- _Source data_:
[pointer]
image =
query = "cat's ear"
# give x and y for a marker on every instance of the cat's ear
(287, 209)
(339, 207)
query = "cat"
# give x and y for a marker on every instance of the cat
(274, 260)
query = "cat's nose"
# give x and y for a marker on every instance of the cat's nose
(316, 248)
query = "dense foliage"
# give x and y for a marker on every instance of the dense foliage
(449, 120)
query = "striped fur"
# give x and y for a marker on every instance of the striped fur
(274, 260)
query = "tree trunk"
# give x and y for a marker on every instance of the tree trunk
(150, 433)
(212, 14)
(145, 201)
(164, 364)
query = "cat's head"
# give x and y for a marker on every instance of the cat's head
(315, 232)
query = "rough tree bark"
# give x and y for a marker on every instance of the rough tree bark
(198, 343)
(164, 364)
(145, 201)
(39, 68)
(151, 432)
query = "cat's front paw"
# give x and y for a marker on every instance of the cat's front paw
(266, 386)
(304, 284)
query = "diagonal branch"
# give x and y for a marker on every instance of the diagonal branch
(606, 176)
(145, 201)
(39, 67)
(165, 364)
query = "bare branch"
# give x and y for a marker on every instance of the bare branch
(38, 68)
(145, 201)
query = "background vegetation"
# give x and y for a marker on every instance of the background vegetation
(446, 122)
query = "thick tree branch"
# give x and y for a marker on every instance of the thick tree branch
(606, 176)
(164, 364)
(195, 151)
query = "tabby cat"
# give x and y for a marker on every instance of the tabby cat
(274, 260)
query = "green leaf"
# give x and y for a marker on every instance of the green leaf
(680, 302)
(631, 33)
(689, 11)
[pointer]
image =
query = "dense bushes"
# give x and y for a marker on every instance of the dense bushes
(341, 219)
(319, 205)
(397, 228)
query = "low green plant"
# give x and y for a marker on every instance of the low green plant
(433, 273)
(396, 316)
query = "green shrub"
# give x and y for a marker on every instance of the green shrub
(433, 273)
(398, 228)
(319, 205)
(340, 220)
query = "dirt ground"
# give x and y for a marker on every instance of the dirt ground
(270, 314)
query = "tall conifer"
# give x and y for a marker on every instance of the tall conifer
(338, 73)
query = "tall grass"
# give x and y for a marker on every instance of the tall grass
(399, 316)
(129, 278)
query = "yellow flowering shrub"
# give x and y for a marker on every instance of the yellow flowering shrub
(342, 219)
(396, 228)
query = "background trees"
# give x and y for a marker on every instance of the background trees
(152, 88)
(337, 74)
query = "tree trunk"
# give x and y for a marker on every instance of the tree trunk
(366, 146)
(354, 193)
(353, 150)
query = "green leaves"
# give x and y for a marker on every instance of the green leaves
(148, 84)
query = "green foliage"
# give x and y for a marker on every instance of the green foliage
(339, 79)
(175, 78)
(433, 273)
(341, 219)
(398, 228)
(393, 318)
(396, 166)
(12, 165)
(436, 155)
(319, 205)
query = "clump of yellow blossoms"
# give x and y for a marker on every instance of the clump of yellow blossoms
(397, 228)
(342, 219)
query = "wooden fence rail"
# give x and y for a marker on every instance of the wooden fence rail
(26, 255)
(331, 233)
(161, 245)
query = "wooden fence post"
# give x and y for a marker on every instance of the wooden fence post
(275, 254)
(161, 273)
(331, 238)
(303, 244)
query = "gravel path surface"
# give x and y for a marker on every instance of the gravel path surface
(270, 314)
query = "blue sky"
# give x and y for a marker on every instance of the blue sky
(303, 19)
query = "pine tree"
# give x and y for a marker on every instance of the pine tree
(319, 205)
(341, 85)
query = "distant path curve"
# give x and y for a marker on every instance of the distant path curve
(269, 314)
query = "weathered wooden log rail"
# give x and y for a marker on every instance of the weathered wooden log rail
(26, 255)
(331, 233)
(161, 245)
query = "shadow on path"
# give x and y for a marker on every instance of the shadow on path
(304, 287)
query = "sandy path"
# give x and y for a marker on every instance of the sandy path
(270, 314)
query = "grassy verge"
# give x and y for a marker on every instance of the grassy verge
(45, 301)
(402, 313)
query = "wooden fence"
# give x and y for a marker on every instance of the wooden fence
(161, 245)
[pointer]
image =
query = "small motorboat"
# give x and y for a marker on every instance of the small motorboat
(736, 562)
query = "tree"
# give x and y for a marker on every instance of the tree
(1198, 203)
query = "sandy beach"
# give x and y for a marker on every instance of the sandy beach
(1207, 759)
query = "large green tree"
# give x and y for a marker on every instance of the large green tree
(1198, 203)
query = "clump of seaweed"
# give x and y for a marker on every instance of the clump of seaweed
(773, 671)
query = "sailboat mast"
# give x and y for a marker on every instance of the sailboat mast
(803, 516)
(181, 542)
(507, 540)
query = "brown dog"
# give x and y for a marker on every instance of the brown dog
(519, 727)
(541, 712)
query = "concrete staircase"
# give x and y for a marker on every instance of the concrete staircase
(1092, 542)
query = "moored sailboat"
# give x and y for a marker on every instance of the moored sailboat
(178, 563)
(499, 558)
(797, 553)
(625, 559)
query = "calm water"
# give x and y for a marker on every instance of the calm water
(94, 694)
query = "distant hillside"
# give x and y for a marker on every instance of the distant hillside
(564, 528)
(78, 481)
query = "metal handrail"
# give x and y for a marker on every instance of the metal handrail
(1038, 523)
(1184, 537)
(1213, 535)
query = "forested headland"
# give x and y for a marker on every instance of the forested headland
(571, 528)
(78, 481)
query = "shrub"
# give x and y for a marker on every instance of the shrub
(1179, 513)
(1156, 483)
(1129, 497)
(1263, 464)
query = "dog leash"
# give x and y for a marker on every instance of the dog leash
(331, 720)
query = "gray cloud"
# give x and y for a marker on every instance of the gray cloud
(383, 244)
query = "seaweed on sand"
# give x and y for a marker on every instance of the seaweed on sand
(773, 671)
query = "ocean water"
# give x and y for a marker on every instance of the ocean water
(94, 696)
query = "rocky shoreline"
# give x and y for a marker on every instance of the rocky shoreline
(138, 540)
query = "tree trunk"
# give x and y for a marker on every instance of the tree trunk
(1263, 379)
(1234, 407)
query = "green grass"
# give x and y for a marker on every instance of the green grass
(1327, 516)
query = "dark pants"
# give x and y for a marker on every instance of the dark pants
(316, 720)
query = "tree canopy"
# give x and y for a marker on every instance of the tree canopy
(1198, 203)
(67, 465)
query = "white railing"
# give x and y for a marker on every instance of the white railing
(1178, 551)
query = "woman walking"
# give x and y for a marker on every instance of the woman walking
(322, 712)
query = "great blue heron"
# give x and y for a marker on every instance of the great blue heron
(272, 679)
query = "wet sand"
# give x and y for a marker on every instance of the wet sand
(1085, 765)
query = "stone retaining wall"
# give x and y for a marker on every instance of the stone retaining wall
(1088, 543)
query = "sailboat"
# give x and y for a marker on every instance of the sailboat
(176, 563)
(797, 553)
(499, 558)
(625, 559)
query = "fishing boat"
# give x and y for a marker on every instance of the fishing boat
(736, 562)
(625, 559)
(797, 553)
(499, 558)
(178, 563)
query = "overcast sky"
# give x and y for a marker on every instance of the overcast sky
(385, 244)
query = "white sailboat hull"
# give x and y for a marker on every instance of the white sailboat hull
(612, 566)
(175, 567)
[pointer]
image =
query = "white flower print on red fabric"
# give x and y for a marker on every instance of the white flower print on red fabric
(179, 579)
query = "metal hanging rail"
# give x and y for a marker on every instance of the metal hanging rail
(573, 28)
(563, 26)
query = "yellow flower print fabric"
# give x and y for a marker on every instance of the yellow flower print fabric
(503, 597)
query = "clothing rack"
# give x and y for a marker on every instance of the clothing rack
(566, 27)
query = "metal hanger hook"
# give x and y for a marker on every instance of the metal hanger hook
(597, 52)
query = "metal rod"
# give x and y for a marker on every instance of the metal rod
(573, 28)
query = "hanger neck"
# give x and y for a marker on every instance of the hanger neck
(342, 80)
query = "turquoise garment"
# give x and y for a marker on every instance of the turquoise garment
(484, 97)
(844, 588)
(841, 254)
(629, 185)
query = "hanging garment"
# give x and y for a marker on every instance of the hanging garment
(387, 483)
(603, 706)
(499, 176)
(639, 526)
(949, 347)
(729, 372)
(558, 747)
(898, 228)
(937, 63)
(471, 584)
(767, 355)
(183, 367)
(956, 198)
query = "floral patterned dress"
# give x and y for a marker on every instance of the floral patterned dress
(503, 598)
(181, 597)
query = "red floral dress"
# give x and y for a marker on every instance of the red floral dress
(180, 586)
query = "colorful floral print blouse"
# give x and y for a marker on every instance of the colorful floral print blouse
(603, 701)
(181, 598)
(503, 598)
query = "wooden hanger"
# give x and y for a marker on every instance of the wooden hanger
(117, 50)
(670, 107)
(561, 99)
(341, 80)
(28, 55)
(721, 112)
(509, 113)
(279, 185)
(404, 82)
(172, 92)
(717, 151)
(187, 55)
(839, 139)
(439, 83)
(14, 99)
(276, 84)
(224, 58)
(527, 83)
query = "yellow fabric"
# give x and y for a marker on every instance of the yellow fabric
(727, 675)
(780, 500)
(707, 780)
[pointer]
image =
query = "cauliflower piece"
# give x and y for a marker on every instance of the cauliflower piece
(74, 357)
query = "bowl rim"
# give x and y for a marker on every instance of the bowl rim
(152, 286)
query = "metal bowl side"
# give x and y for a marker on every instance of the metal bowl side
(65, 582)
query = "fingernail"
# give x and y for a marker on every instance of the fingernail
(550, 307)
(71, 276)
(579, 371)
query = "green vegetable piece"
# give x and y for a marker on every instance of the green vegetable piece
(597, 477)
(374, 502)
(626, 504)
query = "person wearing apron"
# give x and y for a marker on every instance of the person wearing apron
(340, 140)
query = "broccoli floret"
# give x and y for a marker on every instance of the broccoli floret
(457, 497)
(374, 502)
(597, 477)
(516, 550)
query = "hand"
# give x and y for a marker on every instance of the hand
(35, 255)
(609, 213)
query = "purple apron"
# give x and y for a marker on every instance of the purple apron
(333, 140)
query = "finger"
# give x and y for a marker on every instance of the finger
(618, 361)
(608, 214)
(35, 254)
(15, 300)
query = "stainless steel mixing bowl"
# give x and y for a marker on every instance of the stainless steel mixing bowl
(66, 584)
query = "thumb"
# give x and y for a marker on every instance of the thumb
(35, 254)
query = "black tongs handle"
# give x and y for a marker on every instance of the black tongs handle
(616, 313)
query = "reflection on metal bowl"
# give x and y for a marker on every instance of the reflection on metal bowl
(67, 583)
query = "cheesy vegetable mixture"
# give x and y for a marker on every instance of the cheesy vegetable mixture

- _Written exercise_: Pull out every line of the records that contains the string "clump". Case counts.

- _Answer to this exercise_:
query = "clump of yellow blossoms"
# give x and y for a marker on every instance of the clump of yellow blossoms
query = "clump of seaweed"
# give x and y for a marker on every instance of the clump of seaweed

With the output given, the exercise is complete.